The tourist, who was with her boyfriend, was asked to report to the Boracay police on Thursday. They left the island on Friday after she paid a P2,500 fine.
But the imposition of the fine also raised questions as there was no existing ordinance prohibiting nudity or the wearing of skimpy attire on the beach or other public areas on the 1,032-hectare island.
Instead, the police issued a citation ticket against the Taiwanese woman for violating a provision of a 2013 ordinance that prohibits photographers from “taking lewd and/or excessively erotic pictures.”
According to some residents, the ordinance covers only photographers, and not tourists.
In the case of the Taiwanese tourist, she could have been fined for alarm and scandal under the Revised Penal Code.
Topless bathing mostly by foreign tourists was tolerated in Boracay until the early 1990s when there were still few tourists and residents on the island.
But the surge in visitor arrivals and population growth on the island also meant less secluded and private areas.
About a decade ago, local officials also proposed an ordinance prohibiting sex in public areas after tourists were filmed making love on the beach. But the proposed measure was not approved.
* * * * * * * * *
**Job 1**:
Output the part of the Boracay article starting with "According to some" and going on through "and private areas.", copied word for word.
**Job 2**:
Go on with the Boracay article from the point where it stops.
The entries that follow stand apart from the Boracay article.

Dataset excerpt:
* * * * * * * * *
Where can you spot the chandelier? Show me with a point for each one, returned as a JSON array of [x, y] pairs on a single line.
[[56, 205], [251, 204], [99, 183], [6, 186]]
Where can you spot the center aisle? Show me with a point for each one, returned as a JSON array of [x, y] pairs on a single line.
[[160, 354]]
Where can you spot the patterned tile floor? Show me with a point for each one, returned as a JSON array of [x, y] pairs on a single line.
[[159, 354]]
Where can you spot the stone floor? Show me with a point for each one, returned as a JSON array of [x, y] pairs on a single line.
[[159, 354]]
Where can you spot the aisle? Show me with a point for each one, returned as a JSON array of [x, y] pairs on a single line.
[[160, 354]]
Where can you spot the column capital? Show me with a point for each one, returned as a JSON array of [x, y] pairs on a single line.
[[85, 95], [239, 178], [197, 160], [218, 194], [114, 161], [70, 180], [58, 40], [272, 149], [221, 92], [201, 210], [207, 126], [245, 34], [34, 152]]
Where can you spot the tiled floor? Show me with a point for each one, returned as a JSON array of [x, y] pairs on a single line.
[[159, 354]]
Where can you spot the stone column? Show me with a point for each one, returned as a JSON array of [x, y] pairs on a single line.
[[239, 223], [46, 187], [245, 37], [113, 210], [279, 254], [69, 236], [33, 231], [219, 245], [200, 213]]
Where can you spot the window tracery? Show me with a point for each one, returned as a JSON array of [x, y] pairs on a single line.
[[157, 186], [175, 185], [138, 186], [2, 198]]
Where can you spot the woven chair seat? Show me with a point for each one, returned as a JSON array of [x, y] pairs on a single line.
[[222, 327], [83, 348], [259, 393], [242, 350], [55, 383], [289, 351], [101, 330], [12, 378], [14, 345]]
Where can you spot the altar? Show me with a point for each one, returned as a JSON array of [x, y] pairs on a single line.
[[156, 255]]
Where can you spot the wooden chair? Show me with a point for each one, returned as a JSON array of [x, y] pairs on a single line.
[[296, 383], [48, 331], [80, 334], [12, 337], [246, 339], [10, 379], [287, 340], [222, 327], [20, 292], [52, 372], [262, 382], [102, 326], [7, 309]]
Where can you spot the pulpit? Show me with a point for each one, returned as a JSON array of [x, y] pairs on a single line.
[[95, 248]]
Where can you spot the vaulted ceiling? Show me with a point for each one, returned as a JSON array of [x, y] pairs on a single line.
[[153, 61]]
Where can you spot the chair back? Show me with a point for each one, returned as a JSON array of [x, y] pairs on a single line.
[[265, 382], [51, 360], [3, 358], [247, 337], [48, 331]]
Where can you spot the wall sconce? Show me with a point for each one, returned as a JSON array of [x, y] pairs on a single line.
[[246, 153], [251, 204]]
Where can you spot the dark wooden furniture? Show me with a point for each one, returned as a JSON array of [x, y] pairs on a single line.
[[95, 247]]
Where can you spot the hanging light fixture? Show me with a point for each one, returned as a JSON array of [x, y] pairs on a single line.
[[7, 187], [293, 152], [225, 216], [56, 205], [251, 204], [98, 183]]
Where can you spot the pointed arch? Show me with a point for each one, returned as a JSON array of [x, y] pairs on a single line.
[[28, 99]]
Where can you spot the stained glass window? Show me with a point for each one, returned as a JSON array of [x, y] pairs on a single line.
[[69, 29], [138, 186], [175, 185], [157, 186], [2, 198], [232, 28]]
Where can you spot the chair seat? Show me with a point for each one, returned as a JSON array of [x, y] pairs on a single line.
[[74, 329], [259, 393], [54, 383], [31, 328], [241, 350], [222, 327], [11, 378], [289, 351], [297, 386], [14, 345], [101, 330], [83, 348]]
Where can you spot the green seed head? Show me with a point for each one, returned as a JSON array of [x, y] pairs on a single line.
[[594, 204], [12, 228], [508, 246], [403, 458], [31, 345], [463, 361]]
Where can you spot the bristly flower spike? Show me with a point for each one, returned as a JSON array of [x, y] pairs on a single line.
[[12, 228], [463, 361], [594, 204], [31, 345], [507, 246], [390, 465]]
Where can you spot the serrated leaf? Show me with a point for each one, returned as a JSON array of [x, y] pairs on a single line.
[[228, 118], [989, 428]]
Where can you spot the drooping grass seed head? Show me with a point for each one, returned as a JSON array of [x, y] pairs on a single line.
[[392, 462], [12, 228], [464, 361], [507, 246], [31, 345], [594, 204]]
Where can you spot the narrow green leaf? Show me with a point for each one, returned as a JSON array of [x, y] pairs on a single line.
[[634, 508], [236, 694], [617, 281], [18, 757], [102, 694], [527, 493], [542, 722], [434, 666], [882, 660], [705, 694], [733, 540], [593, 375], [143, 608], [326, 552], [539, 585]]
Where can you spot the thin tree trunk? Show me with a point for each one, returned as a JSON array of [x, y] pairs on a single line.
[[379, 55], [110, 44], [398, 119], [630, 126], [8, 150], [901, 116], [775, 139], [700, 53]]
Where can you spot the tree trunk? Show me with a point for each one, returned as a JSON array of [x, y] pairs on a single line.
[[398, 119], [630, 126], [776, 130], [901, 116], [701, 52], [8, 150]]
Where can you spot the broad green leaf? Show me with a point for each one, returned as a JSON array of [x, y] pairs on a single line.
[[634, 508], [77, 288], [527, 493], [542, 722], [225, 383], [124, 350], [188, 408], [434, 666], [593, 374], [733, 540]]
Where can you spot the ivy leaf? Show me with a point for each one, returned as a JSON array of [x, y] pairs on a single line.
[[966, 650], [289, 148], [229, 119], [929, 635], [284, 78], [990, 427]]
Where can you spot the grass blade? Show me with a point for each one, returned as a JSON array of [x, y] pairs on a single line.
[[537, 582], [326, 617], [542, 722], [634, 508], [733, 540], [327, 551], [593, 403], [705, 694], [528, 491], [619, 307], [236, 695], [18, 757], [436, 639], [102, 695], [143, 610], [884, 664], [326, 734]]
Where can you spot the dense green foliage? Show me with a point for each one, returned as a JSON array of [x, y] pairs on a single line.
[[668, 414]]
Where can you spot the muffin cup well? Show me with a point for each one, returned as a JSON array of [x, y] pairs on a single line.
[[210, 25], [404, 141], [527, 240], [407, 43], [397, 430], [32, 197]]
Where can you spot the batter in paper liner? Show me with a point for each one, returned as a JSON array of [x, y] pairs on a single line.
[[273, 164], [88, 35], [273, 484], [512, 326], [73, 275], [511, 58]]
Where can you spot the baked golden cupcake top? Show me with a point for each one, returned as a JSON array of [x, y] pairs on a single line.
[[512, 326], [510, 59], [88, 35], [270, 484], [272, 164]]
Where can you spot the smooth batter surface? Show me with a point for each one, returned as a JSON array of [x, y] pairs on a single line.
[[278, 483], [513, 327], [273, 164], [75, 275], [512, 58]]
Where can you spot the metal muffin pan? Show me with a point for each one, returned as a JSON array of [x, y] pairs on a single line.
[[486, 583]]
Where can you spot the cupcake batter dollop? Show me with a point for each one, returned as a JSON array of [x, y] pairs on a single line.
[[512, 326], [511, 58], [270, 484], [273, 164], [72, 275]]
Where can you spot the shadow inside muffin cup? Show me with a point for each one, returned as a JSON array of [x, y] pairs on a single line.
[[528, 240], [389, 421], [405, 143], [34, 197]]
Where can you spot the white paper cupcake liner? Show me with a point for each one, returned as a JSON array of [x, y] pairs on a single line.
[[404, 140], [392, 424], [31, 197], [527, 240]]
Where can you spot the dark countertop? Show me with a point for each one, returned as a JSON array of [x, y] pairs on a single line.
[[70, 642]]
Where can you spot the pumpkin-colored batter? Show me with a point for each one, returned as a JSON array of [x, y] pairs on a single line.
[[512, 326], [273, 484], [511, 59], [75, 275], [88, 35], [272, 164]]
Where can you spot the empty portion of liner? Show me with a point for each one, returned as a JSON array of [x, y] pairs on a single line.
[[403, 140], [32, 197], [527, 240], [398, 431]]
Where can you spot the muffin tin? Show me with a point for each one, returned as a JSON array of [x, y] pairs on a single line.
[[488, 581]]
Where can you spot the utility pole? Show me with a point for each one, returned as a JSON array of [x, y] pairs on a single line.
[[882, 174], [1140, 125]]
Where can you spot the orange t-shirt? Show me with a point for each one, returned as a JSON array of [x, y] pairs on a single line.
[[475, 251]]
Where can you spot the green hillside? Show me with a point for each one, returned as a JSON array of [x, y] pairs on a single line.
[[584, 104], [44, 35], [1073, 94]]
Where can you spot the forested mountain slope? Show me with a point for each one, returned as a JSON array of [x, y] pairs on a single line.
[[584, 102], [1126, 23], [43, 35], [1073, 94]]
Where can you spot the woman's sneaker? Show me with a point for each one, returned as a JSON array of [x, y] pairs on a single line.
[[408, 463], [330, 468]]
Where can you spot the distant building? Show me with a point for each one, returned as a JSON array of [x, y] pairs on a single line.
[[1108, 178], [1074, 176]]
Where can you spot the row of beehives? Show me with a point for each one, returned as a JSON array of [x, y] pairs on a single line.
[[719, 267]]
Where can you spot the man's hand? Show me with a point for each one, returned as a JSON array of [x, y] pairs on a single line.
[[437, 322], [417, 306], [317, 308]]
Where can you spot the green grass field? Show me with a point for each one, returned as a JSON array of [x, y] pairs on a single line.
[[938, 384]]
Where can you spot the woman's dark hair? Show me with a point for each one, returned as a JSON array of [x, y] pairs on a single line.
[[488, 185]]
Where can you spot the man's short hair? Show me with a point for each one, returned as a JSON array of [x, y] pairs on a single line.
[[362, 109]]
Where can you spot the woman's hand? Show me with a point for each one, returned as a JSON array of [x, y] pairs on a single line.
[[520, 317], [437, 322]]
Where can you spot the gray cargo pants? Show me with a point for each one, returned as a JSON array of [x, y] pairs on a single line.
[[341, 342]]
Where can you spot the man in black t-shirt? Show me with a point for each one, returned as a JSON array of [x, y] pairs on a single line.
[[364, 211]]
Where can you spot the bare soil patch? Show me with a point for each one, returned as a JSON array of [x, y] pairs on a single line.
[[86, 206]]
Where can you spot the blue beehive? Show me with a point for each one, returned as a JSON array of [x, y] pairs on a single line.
* * * * * * * * *
**Task answer 1**:
According to some residents, the ordinance covers only photographers, and not tourists.
In the case of the Taiwanese tourist, she could have been fined for alarm and scandal under the Revised Penal Code.
Topless bathing mostly by foreign tourists was tolerated in Boracay until the early 1990s when there were still few tourists and residents on the island.
But the surge in visitor arrivals and population growth on the island also meant less secluded and private areas.

**Task answer 2**:
According to Natividad Bernardino, general manager of the Boracay Interagency Rehabilitation Management Group, which supervises the rehabilitation of the island, they support the passing of an ordinance on nudity and extremely skimpy attire.
“We want Boracay to be a family-oriented tourist destination. This is also why we stopped beach parties,” she said.
But an expatriate, who has been living on the island for decades, said passing such ordinance was “ridiculous,” adding that the town council should focus on many other “outdated ordinances on urgent concerns.”
“This was an isolated incident. They want to be holier than the Pope. It’s best we declare Boracay a monastery so they can ban tight shorts and skimpy bikinis,” said the expatriate, who asked not to be identified to avoid antagonizing local officials.